▶ _Textauszug_:
__________

Otherland, 10.05.2024
Regelmäßig gibt euch das Team der Berliner Fantasy- und Science-Fiction-Buchhandlung Otherland Tipps zu den interessantesten neuen Büchern aller Verlage.
Otherland, 10.05.2024
Regelmäßig gibt euch das Team der Berliner Fantasy- und Science-Fiction-Buchhandlung Otherland Tipps zu den interessantesten neuen Büchern aller Verlage.
Klett-Cotta: €16
Poe, Lovecraft, das Erin-Hunter-Kollektiv und die vielen, vielen Bestücker alljährlicher Katzenliteraturkalender: sie alle haben die samtpfotigen Schnurrer auf ihre Buchseiten gehievt. Auch der Debut-Roman von Tad Williams aus dem Jahre 1985 war, tadaaaaaaaaaaa, ein Katzenroman. Jetzt hat ihn der Klett-Cotta neu aufgelegt, im Taschenbuch, mit hübschen Pfotenmustern auf dem Buchschnitt.
Wir folgen dem Abenteuer vom rotgetigerten Traumjäger, der das Geheimnis um die verschwundenen Katzen lösen will und dabei nicht nur an den königlichen Katzenhof, sondern sogar bis in die Hölle vordringt.
Dass man den Namen der Katerhauptfigur Tailchaser nicht wörtlich übersetzt hat, kann ich gut verstehen, umso mehr freut es mich aber, dass eine der Nebenkatzen Dachschatten heißt (ich les da immer Dachschaden, warumauchimmer).
HarperCollins: €21
Wie sehr ich einen Podcast mag, hängt fast ausschließlich von der Persönlichkeit der Gastgeber*innen ab. Schlechte Tonqualität und sogar relativ langweilige Themen kann ich verzeihen, wenn ich nur das Gefühl habe, dass gerade ein paar angenehme Menschen hereingeschneit sind, die mich beim Abwaschen, Busfahren oder Einschlafen begleiten.
Die Schwestern Madeleine und Grace Harnois lade ich mit "Dragonbabies" gerne in meinen Alltag ein. Sie erzählen derart begeistert über Jugendbuch-Fantasy, dass ich gleich wieder Lust habe, ein paar Klassiker und Neuerscheinungen zur Hand zu nehmen. Da sie viele der vorgestellten Werke noch aus Kinder- und Jugendtagen kennen, werden sie selbst auch wieder etwas kindlich. Es wird viel gekichert, geschwisterlich gestritten und in Erinnerungen geschwelgt. Ein lustiger, leidenschaftlicher und auf angenehme Weise unprofessioneller Podcast mit inzwischen über 100 Folgen, darunter große Klassiker wie "Taran", "Alanna", "Darkness Rising", "Narnia" oder "Der Wind in den Weiden", aber auch Unbekannteres.

__________

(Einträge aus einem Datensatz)

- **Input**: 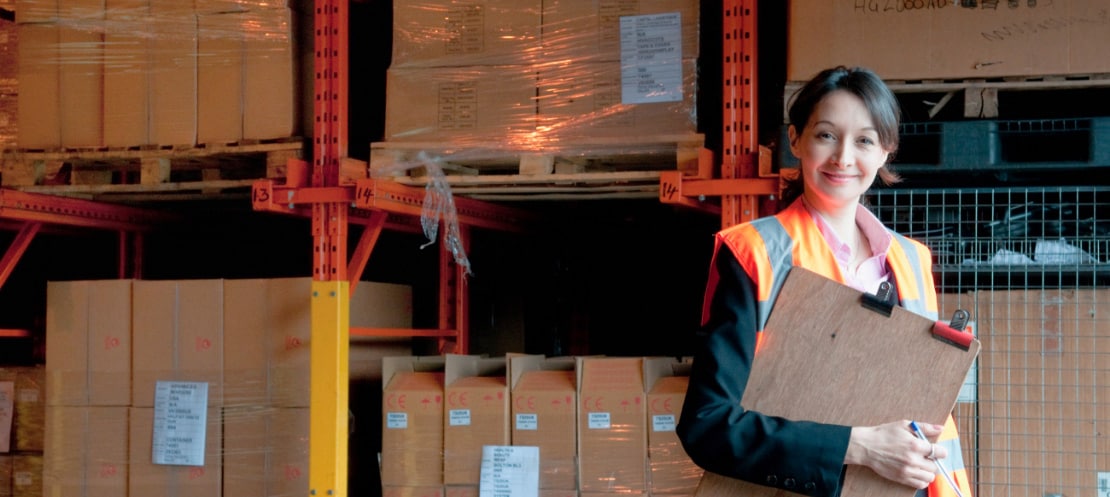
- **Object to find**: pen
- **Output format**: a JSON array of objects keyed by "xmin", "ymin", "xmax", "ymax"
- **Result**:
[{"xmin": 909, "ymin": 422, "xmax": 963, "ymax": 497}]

__________

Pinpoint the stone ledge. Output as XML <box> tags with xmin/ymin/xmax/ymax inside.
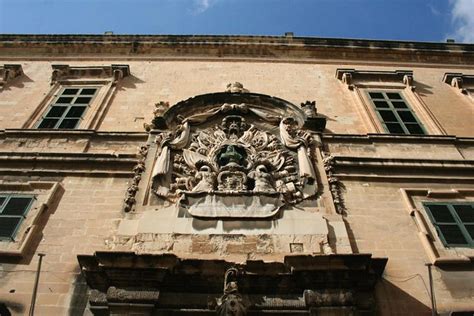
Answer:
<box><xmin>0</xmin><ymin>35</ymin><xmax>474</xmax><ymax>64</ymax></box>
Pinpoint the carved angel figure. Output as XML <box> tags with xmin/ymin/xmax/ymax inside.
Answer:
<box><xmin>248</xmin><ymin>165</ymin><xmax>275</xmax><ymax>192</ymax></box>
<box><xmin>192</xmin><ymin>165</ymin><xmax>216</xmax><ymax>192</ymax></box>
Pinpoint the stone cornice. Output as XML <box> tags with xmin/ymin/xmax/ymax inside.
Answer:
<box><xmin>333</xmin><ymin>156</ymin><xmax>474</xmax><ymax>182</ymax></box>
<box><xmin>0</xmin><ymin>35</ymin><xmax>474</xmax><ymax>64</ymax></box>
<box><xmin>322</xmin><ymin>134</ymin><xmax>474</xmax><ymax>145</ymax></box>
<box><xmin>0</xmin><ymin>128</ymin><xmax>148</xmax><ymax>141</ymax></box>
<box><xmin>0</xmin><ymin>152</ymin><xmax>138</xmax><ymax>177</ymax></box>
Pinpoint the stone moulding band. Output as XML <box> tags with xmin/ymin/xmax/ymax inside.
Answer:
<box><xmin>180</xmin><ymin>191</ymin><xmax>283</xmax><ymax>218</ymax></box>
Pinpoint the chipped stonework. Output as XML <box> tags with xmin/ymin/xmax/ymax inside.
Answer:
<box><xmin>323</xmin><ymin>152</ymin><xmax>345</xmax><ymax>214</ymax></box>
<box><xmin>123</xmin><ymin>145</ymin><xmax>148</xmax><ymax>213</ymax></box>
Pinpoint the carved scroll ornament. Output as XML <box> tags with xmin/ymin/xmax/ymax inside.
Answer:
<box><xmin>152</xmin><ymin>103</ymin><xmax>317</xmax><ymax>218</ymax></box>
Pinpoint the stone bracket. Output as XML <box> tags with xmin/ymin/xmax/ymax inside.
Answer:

__________

▶ _Aufgabe_:
Beantworte mit dem Textauszug diese Fragen:
1. Aus welchem Jahr stammt der Debütroman von Tad Williams?
2. Wie heißt eine der Nebenkatzen in diesem Roman?
3. Wie viele Folgen hat der Podcast der Schwestern Madeleine und Grace Harnois inzwischen?

▶ _Lösung_:
1. 1985
2. Dachschatten
3. Über 100 Folgen